(Region pointing data)
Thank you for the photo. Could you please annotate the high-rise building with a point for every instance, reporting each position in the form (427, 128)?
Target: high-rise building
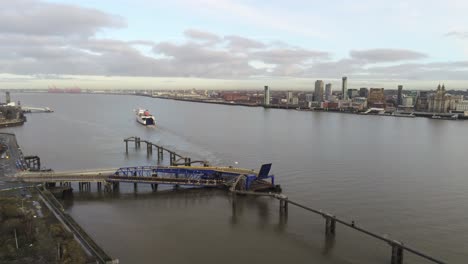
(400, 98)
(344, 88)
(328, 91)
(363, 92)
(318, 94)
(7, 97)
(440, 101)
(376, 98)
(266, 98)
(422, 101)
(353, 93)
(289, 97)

GOAL OF THE EXERCISE ▸ Leave nothing out but the pictures when transcribing the records.

RESPONSE TO THIS TASK ▸
Thank you for the photo. Could you please annotate the high-rise building with a point for every instance, reporting each position in the form (427, 128)?
Target: high-rise building
(400, 98)
(344, 88)
(328, 91)
(363, 92)
(318, 94)
(7, 97)
(440, 101)
(376, 98)
(266, 98)
(422, 101)
(353, 93)
(289, 97)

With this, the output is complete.